SELECTION:
###
United States District Court, E.D. Virginia, Alexandria Division
Jun 28, 2010
1:10cv110 (JCC/JFA) (E.D. Va. Jun. 28, 2010)

Summary

recognizing Federal Rule of Civil Procedure 6(d) creates a presumption that notice is received three days after mailing, excluding Sunday

Summary of this case from Franklin v. Flowserve FSD Corp.

Opinion

1:10cv110 (JCC/JFA).

June 28, 2010


MEMORANDUM OPINION


This matter is before the Court on Defendant General Dynamics Land Systems, Inc.'s ("Defendant" or "General Dynamics") Motion to Dismiss Plaintiff David Blackwell's ("Plaintiff" or "Blackwell") complaint ("Complaint") on the ground that Plaintiff's claims are barred by the applicable 90-day statute of limitations pursuant to Federal Rule of Civil Procedure 12(b)(6). For the following reasons, the Court will grant Defendant's Motion and will dismiss Plaintiff's Complaint without prejudice.
###
PROVIDED RECORDS:
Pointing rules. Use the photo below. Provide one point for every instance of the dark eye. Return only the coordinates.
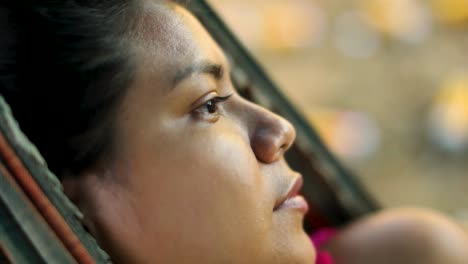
(210, 110)
(211, 106)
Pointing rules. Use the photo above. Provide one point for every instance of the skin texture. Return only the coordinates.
(190, 181)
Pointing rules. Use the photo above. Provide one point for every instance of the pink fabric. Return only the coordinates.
(319, 238)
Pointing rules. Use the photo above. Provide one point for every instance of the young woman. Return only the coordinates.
(131, 103)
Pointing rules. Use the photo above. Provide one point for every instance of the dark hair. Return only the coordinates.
(64, 67)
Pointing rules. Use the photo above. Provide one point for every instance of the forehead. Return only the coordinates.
(169, 38)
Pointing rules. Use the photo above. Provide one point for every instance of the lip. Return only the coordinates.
(292, 200)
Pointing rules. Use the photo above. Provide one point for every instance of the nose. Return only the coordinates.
(272, 136)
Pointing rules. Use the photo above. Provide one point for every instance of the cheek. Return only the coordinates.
(203, 190)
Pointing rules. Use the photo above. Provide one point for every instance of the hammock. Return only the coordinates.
(38, 223)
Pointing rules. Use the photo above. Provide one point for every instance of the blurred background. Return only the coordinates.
(385, 82)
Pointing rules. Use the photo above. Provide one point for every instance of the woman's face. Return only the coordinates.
(197, 173)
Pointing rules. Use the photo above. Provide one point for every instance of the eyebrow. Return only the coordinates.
(214, 69)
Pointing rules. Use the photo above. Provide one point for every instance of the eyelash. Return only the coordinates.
(210, 110)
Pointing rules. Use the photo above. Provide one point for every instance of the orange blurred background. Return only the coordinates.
(385, 82)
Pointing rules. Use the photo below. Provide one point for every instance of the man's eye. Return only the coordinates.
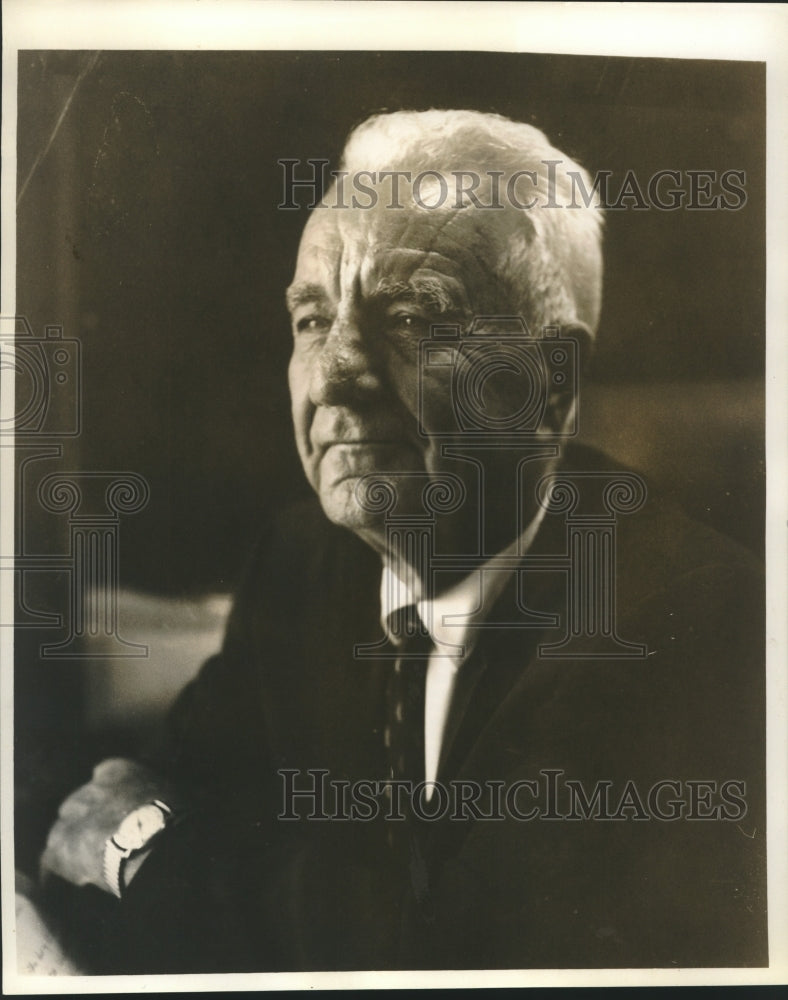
(410, 322)
(313, 324)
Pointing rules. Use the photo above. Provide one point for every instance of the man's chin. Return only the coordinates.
(342, 504)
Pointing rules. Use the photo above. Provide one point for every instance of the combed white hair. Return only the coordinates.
(553, 264)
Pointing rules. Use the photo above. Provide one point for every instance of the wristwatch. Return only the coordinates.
(133, 836)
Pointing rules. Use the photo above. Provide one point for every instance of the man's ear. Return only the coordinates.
(566, 370)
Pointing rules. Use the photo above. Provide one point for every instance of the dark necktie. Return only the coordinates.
(405, 696)
(404, 740)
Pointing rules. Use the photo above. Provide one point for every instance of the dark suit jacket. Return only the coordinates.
(234, 888)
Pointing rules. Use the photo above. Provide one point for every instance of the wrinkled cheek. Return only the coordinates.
###
SET PROBLEM A:
Using the court opinion, decide whether each statement agrees with it: (i) the defendant is General Dynamics Land Systems, Inc.; (ii) the Court will dismiss the complaint with prejudice; (iii) Federal Rule of Civil Procedure 6(d) creates a presumption that notice is received three days after mailing. Answer yes or no for each, and quote the deciding words.
SET PROBLEM B:
Answer these questions from the court opinion:
(i) Which division of the Eastern District of Virginia heard the case?
(ii) Who is the plaintiff?
(iii) How long is the statute of limitations that the defendant says bars the claims?

WORKED SOLUTION A:
(i) Yes: "Defendant General Dynamics Land Systems, Inc.'s ("Defendant" or "General Dynamics") Motion to Dismiss"
(ii) No: "will dismiss Plaintiff's Complaint without prejudice"
(iii) Yes: "recognizing Federal Rule of Civil Procedure 6(d) creates a presumption that notice is received three days after mailing, excluding Sunday"

WORKED SOLUTION B:
(i) The Alexandria Division.
(ii) David Blackwell.
(iii) 90 days.